## Stored data

··········

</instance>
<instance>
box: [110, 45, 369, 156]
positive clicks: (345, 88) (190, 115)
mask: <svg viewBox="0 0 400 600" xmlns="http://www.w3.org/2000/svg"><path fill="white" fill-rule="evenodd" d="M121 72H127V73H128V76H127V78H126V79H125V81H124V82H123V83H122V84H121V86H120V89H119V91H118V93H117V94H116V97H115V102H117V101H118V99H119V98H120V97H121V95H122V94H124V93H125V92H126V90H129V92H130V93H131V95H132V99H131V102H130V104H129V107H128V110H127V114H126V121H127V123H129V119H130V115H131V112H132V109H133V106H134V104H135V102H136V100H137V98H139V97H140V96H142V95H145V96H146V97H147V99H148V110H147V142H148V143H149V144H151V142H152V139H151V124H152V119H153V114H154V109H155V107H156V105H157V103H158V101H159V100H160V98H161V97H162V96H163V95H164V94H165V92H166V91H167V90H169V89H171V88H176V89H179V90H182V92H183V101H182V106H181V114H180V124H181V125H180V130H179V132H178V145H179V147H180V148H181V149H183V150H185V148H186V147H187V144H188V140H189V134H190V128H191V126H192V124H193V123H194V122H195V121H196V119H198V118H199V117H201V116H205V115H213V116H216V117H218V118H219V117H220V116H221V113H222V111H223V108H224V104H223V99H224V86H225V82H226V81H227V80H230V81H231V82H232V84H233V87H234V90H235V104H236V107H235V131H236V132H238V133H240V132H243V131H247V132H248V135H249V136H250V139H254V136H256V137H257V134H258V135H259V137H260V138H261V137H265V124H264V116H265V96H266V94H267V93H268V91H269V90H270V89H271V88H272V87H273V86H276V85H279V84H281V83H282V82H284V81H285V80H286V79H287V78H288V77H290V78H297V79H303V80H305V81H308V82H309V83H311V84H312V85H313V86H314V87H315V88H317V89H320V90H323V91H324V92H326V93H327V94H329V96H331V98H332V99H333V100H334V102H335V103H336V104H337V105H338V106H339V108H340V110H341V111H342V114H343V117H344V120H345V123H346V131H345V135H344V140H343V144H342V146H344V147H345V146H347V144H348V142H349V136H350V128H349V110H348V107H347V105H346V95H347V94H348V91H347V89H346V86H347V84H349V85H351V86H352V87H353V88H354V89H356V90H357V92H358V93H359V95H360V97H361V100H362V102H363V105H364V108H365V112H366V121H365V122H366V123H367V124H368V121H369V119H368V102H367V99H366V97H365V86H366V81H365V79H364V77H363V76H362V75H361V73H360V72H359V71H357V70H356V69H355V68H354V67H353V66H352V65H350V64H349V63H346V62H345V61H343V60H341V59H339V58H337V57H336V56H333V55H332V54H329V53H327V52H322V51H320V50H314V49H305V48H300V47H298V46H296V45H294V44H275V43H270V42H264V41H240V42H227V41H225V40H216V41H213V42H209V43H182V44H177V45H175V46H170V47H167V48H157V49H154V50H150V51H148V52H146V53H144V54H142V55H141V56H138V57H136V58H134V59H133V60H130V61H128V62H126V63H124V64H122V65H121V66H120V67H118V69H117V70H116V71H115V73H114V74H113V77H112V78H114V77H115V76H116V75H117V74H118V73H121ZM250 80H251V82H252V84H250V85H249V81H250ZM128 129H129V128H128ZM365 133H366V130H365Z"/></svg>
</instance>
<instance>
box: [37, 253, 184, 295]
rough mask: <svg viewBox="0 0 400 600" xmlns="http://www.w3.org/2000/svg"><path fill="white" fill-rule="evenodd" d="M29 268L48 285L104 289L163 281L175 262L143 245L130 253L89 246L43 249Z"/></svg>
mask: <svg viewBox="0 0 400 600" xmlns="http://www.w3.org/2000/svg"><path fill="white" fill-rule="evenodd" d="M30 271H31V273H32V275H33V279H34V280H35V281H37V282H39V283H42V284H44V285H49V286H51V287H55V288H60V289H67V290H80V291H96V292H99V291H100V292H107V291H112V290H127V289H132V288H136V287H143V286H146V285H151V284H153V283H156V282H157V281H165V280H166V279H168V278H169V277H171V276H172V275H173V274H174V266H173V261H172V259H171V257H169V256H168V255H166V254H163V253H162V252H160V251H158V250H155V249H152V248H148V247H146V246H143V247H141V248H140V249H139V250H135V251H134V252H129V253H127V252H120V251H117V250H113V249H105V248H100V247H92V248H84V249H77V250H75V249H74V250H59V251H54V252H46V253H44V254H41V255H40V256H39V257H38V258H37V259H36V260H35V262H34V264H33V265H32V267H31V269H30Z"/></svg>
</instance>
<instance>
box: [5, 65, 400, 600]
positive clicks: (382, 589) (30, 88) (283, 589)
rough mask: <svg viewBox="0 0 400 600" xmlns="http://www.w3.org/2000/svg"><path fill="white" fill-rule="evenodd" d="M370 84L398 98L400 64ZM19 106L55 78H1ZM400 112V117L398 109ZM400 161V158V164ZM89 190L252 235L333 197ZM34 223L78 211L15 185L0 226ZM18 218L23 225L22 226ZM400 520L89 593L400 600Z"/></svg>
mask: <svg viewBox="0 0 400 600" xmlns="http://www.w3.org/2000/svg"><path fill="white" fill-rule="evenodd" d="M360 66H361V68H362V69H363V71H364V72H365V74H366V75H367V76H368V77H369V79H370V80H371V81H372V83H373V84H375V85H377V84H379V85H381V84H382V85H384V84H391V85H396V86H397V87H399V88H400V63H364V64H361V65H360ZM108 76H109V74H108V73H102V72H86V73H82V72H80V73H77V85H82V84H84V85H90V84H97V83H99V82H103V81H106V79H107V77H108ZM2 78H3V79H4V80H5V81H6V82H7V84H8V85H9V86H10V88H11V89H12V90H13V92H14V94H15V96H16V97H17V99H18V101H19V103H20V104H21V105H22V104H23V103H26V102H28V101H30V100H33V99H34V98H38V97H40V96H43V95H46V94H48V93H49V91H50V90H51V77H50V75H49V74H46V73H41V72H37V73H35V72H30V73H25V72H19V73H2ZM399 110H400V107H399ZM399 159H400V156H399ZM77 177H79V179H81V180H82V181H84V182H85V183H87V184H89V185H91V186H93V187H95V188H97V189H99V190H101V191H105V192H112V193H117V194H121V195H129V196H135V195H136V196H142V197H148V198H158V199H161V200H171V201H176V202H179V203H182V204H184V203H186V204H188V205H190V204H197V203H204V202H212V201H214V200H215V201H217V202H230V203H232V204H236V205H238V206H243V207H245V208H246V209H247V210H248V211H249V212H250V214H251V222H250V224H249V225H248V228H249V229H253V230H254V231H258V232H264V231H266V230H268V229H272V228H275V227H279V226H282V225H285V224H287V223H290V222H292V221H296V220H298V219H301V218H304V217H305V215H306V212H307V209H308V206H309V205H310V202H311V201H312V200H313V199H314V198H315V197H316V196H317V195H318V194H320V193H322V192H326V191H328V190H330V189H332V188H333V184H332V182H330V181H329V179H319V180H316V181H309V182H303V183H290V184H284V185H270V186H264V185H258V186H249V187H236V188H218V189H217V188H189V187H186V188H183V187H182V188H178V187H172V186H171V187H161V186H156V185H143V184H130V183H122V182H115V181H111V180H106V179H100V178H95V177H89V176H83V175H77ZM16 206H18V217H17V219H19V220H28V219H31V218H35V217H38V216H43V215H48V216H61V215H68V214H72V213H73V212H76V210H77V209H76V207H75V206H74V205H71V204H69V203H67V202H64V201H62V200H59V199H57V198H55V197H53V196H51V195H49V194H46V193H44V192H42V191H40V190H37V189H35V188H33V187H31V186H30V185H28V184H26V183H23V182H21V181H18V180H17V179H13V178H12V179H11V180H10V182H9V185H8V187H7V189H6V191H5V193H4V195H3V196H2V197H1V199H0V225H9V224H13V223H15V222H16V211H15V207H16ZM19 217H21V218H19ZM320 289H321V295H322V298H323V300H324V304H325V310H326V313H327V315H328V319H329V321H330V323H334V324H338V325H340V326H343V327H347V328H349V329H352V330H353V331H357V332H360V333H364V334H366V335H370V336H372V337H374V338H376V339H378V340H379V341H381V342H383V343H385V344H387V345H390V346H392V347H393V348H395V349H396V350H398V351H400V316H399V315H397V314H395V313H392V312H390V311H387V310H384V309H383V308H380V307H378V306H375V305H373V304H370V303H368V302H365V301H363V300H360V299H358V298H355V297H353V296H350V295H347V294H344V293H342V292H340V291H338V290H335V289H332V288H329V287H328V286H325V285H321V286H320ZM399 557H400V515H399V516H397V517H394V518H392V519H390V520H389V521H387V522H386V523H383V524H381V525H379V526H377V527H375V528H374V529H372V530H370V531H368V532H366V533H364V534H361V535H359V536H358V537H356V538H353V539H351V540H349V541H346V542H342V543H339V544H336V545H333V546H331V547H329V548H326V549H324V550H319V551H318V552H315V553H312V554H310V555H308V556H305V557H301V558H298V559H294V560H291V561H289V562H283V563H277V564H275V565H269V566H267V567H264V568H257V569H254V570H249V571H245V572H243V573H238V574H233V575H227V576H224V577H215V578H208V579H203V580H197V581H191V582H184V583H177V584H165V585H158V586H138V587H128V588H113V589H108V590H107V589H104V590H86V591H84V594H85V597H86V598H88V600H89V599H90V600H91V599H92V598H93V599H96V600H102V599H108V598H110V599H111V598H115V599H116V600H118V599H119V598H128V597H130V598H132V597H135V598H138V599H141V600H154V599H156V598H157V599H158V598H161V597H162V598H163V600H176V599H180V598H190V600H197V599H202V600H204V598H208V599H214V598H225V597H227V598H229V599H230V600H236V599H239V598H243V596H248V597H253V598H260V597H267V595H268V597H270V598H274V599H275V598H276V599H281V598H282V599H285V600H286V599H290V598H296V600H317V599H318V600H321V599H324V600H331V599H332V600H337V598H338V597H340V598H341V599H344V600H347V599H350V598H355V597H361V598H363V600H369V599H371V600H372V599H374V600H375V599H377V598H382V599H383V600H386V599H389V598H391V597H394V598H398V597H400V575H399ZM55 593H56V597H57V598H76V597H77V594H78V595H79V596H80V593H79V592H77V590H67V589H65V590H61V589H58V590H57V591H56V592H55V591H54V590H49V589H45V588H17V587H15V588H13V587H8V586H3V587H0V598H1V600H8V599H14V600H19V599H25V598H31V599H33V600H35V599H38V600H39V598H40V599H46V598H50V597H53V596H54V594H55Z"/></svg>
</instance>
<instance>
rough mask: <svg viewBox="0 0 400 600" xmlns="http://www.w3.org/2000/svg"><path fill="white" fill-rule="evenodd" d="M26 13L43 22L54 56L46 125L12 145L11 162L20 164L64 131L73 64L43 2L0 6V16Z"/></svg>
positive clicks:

··········

## WHAT TO DO
From the line holding "box: [37, 253, 184, 295]" to the line holding "positive clicks: (382, 589)", inclusive, restate each line above exactly as written.

## RESPONSE FOR THIS EXERCISE
box: [37, 253, 184, 295]
rough mask: <svg viewBox="0 0 400 600" xmlns="http://www.w3.org/2000/svg"><path fill="white" fill-rule="evenodd" d="M29 268L48 285L104 289L163 281L175 262L143 245L130 253L89 246L43 249Z"/></svg>
mask: <svg viewBox="0 0 400 600" xmlns="http://www.w3.org/2000/svg"><path fill="white" fill-rule="evenodd" d="M30 271H31V273H32V275H33V279H34V280H35V281H37V282H39V283H42V284H44V285H49V286H51V287H55V288H60V289H67V290H80V291H96V292H99V291H100V292H107V291H112V290H127V289H132V288H136V287H143V286H146V285H151V284H153V283H156V282H157V281H165V280H166V279H168V278H169V277H171V276H172V275H173V274H174V266H173V261H172V259H171V257H169V256H168V255H166V254H163V253H162V252H160V251H158V250H155V249H152V248H148V247H146V246H143V247H141V248H140V249H139V250H135V251H134V252H129V253H127V252H120V251H117V250H113V249H105V248H100V247H92V248H84V249H77V250H75V249H74V250H59V251H54V252H46V253H44V254H41V255H40V256H39V257H38V258H37V259H36V260H35V262H34V264H33V265H32V267H31V269H30Z"/></svg>
</instance>
<instance>
box: [5, 65, 400, 600]
positive clicks: (382, 589) (30, 88) (283, 589)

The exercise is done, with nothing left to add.